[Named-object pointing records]
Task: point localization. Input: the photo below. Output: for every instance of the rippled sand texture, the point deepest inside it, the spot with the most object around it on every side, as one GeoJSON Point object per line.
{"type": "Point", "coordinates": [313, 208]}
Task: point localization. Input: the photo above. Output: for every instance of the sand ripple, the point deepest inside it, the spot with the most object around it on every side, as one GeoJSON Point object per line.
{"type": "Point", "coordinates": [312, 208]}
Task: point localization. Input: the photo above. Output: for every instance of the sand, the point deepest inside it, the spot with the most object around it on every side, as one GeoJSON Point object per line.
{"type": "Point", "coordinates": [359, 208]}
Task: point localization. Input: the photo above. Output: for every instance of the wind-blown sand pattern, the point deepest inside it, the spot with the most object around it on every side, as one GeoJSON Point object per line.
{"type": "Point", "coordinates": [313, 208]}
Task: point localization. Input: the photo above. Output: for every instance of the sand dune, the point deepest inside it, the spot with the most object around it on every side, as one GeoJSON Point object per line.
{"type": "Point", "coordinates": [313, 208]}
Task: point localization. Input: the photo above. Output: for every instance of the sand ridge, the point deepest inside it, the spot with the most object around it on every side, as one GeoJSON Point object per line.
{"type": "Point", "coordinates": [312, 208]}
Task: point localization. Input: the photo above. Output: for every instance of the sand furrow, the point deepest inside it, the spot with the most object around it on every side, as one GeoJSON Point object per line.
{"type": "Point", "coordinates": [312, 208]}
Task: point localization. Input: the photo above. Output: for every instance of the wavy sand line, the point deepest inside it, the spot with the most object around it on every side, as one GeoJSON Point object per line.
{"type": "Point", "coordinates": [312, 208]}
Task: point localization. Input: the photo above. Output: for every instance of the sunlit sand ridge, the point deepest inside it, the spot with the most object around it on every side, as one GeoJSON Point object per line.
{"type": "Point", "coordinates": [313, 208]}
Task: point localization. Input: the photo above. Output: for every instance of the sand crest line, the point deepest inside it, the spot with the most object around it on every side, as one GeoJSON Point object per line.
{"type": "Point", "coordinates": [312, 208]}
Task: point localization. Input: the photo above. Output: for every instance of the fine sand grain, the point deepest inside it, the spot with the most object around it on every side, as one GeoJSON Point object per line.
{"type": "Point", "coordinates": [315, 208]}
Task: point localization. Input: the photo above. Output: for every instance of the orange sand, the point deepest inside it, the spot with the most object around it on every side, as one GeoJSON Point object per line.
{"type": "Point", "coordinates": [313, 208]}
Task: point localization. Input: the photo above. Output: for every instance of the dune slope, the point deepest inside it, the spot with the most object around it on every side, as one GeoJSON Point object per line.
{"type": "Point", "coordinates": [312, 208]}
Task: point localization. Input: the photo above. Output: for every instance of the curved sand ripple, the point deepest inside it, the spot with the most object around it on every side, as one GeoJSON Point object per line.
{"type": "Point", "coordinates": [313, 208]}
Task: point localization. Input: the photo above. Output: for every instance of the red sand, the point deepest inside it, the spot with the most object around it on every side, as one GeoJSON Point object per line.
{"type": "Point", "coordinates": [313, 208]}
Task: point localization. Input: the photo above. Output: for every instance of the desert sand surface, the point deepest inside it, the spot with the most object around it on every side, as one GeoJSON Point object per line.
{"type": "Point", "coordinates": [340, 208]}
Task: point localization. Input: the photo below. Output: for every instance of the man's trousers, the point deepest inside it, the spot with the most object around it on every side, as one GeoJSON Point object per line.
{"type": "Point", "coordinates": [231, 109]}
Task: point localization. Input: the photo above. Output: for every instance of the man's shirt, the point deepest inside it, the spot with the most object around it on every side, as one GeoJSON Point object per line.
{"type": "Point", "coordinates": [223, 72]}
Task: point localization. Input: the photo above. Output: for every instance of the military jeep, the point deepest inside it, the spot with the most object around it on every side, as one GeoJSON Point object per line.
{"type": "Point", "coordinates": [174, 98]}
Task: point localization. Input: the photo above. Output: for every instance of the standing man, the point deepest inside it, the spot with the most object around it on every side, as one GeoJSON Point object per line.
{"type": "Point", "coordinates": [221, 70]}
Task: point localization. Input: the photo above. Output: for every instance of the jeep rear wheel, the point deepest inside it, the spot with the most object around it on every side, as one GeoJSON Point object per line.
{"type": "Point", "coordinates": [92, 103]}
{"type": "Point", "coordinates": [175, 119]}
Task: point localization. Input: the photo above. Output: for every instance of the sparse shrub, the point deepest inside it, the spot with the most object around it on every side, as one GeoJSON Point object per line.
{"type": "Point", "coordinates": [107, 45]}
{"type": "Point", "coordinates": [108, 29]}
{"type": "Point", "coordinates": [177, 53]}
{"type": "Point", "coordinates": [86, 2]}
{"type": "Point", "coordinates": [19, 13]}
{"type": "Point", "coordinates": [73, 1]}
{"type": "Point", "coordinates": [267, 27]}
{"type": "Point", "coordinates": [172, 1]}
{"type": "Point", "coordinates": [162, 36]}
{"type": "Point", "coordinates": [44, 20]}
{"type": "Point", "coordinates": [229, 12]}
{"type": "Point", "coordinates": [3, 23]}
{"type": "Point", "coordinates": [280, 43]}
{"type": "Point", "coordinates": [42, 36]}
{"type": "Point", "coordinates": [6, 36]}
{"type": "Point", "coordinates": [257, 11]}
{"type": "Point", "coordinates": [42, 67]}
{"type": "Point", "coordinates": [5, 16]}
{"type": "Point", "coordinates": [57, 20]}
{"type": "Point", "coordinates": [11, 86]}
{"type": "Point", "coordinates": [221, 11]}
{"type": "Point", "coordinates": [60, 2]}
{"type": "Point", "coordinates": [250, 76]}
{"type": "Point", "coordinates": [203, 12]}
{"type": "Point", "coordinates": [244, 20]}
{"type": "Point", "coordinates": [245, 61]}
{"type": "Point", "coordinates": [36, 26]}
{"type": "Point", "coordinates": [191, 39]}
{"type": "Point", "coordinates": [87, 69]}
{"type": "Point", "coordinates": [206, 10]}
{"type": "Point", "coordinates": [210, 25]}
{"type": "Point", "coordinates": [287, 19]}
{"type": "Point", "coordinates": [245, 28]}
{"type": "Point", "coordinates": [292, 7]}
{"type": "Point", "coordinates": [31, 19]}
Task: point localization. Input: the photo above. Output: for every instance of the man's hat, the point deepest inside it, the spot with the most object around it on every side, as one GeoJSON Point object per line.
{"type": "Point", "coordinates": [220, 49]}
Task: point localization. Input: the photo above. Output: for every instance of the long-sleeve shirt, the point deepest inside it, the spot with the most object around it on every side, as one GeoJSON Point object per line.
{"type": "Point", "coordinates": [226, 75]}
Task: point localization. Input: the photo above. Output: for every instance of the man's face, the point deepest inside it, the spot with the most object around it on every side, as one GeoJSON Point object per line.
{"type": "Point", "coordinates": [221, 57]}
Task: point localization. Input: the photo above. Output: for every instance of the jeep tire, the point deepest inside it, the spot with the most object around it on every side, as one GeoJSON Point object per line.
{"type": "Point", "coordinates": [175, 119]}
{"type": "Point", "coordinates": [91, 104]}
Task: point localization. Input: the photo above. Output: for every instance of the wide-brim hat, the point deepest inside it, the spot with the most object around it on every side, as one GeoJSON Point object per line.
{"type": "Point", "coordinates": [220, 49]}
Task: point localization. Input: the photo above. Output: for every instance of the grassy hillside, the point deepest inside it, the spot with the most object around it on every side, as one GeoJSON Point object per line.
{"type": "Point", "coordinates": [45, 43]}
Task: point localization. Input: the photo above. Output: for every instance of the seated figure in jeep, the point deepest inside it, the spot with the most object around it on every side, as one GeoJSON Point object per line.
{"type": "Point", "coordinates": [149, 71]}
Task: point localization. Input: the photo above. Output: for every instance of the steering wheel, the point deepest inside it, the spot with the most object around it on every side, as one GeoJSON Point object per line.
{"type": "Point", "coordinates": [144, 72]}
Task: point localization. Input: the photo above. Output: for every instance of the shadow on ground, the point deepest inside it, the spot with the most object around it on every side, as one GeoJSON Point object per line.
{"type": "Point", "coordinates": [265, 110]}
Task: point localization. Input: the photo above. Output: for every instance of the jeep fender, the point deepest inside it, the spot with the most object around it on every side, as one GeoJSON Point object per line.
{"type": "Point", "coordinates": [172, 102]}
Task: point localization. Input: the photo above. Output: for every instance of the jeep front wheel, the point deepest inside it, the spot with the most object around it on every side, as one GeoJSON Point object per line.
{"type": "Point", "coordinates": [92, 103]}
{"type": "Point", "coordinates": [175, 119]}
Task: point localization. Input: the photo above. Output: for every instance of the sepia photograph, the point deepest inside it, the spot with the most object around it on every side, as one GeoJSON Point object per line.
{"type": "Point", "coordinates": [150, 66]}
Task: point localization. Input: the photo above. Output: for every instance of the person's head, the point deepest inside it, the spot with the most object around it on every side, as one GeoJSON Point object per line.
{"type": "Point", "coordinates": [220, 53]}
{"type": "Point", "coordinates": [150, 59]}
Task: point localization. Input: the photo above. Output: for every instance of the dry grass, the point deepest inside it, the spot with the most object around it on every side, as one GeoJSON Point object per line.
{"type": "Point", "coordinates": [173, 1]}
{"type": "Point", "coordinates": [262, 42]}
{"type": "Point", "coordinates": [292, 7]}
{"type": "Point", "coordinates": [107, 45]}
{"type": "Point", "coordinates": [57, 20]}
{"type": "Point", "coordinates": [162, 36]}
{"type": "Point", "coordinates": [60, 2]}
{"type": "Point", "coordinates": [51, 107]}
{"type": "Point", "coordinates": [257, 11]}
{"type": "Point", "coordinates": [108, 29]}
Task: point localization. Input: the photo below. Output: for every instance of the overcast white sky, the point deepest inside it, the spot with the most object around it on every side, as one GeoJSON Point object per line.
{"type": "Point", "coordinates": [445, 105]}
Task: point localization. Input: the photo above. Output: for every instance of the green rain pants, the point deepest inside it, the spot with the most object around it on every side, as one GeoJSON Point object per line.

- _TASK DETAILS_: Repeat only the lines from the one holding "of the overcast" through the last line of the data.

- _CORRECT OUTPUT_:
Task: point localization. Input: the photo below. Output: for every instance of the overcast white sky, the point deepest inside it, the spot with the most object around it on every side, as one GeoJSON Point object per line.
{"type": "Point", "coordinates": [445, 105]}
Task: point localization. Input: the photo above. Output: for every instance of the green rain pants, the point deepest inside it, the spot with the most object around it on every side, as one GeoJSON Point object per line.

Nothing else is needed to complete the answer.